The problem | Provide a verbatim copy of all the records below, leaving the images out.

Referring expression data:

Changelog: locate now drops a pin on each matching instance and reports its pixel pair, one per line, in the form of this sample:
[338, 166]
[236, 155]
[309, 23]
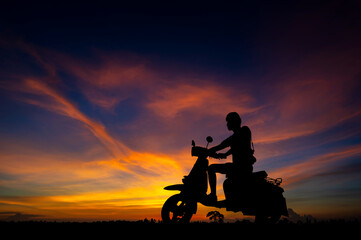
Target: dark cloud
[18, 216]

Response |
Changelog: locate now drops a pin on each matching instance and reports its pixel pair, one per line, in the form of this sample:
[338, 166]
[236, 155]
[309, 23]
Target: dark cloud
[18, 216]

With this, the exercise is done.